* _Your goal_:
Copy out the entire piece about TWG Tea below, word for word.

* _Document segment_:
◆ ◆ ◆ ◆ ◆

TWG Tea
- Type: Private
- Industry: Tea
- Founded: 2008; 18 years ago
- Founders: Taha Bouqdib (current CEO) Maranda Barnes Bouqdib (Director) Manoj M Murjani (former CEO) Rith Aum-Stievenard (COO)
- Headquarters: Singapore
- Key people: Taha Bouqdib (CEO); Maranda Barnes Bou Qdib (Director); Rith Aum-Stievenard (COO) ;
- Production output: Tea Pastries Desserts
- Owners: Osim International, Paris Investments
- Website: twgtea.com

= TWG Tea =

Singaporean tea brand and teahouse chain

TWG Tea is a Singaporean luxury teahouse chain and a namesake brand of artisanal tea. The brand was established in 2008 as a subsidiary of the Singaporean lifestyle company, The Wellbeing Group - from which the acronym, TWG, was derived. In 2014, Osim International, itself a subsidiary of the V3 Group, acquired a majority stake in TWG Tea. The company sells over 1,000 blends of tea in its more than 70 boutiques and salons in Asia, Europe, the Middle East, and North America. It also distributes its tea to international retailers.

◆ ◆ ◆ ◆ ◆

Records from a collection
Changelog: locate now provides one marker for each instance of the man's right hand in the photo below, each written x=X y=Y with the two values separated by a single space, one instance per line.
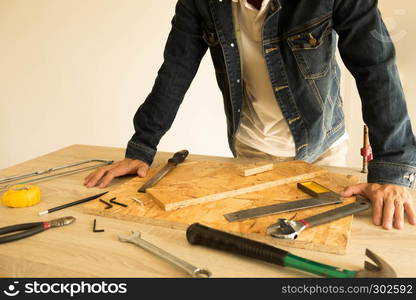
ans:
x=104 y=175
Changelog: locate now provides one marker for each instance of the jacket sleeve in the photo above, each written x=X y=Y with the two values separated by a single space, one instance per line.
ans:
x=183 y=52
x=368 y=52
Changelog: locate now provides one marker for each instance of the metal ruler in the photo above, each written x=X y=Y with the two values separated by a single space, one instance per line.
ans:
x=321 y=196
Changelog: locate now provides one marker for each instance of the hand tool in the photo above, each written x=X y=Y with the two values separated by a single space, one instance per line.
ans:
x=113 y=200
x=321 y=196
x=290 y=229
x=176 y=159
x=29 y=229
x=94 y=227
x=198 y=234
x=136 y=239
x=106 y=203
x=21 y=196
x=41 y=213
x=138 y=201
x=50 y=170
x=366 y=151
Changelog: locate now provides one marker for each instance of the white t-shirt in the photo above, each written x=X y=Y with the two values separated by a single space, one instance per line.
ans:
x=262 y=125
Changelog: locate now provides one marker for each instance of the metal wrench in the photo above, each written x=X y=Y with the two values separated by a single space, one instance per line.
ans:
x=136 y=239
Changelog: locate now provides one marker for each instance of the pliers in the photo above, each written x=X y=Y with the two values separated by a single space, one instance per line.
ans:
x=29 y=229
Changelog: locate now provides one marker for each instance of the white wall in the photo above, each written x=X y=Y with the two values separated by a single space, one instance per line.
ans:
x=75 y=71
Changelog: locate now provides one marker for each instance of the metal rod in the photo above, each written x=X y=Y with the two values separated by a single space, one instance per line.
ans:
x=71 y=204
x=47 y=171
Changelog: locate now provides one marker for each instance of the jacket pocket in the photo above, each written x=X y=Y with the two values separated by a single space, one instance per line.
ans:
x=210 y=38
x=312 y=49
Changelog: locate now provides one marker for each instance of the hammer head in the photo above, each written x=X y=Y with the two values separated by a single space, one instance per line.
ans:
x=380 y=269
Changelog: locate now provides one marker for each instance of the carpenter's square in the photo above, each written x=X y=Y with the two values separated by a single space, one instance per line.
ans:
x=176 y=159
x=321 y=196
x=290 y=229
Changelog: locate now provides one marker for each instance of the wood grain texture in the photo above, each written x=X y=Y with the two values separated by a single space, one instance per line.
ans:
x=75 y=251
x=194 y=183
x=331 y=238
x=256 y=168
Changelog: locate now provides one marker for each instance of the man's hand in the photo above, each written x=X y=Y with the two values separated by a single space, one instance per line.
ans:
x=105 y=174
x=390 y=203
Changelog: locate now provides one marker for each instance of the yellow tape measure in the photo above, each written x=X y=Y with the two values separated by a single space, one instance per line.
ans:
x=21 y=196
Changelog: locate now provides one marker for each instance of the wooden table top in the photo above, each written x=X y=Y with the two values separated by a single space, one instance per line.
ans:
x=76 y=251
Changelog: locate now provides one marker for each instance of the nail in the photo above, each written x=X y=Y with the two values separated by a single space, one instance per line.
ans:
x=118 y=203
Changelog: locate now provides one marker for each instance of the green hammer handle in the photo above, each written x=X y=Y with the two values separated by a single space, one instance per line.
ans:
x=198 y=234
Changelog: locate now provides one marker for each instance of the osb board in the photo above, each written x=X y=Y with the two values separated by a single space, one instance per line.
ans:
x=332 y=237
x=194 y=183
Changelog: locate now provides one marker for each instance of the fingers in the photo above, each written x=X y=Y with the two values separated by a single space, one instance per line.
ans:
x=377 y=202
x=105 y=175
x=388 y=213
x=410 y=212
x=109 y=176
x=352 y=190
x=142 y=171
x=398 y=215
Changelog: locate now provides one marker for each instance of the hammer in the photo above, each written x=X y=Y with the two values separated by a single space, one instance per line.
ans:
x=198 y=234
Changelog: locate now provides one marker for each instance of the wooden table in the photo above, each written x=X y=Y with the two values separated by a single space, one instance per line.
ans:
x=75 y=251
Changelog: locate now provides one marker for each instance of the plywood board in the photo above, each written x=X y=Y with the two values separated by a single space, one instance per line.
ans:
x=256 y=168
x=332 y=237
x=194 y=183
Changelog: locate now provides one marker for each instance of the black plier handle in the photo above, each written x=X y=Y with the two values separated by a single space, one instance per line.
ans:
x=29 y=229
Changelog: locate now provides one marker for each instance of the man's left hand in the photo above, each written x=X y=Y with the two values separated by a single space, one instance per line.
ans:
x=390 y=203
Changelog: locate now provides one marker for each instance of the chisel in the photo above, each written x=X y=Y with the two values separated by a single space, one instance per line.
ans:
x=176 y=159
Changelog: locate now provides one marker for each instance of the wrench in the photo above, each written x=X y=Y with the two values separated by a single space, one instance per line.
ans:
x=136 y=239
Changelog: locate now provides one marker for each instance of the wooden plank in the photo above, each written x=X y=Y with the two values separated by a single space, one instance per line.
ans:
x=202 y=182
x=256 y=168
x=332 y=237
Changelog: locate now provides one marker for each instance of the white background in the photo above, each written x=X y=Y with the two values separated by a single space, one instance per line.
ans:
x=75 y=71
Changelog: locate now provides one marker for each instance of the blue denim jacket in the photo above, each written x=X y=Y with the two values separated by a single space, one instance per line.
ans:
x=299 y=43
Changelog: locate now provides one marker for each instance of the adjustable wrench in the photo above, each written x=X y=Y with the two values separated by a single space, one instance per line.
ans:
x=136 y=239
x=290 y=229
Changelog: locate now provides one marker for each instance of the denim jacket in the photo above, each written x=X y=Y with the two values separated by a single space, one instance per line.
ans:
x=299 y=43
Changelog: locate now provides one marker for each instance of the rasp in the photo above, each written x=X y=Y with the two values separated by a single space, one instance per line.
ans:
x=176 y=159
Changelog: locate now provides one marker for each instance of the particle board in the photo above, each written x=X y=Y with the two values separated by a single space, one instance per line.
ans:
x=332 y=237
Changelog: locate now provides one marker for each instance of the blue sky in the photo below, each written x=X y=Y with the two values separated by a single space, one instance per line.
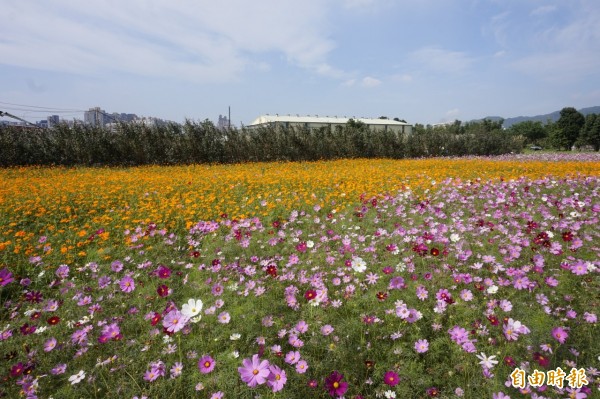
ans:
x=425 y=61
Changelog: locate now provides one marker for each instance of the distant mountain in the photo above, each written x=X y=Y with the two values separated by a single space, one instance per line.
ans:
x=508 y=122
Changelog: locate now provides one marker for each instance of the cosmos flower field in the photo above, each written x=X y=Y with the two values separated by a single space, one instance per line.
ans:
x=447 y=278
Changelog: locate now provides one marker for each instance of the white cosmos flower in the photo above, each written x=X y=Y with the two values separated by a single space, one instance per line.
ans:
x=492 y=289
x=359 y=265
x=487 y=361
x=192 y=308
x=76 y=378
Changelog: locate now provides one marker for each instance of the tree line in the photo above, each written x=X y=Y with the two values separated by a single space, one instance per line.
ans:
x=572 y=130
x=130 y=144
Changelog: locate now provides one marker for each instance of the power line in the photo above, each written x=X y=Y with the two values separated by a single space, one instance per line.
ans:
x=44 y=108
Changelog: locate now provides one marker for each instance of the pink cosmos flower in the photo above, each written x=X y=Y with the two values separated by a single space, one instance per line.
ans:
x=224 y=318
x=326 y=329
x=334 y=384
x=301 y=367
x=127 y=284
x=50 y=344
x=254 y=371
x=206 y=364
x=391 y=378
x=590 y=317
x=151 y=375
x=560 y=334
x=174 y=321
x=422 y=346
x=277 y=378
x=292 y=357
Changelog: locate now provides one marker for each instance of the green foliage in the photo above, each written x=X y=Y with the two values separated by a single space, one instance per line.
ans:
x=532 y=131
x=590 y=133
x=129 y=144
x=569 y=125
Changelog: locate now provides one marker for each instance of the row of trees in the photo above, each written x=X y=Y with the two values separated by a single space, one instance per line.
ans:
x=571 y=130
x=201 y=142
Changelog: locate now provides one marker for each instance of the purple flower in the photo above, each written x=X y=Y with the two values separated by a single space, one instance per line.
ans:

◆ ◆ ◆ ◆ ◆

* _Written response_:
TWG Tea
- Type: Private
- Industry: Tea
- Founded: 2008; 18 years ago
- Founders: Taha Bouqdib (current CEO) Maranda Barnes Bouqdib (Director) Manoj M Murjani (former CEO) Rith Aum-Stievenard (COO)
- Headquarters: Singapore
- Key people: Taha Bouqdib (CEO); Maranda Barnes Bou Qdib (Director); Rith Aum-Stievenard (COO) ;
- Production output: Tea Pastries Desserts
- Owners: Osim International, Paris Investments
- Website: twgtea.com

= TWG Tea =

Singaporean tea brand and teahouse chain

TWG Tea is a Singaporean luxury teahouse chain and a namesake brand of artisanal tea. The brand was established in 2008 as a subsidiary of the Singaporean lifestyle company, The Wellbeing Group - from which the acronym, TWG, was derived. In 2014, Osim International, itself a subsidiary of the V3 Group, acquired a majority stake in TWG Tea. The company sells over 1,000 blends of tea in its more than 70 boutiques and salons in Asia, Europe, the Middle East, and North America. It also distributes its tea to international retailers.